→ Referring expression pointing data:

◇ ◇ ◇

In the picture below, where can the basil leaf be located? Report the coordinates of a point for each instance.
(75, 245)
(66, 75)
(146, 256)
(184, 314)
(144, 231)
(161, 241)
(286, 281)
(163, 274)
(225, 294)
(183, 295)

◇ ◇ ◇

→ Problem description: Each entry above is to be duplicated exactly, with nothing left out.

→ Solution below:
In the picture below, where can the basil leaf be located? Report the coordinates of a point for each instance.
(75, 245)
(66, 75)
(146, 256)
(184, 314)
(144, 231)
(161, 241)
(286, 281)
(163, 274)
(225, 294)
(183, 295)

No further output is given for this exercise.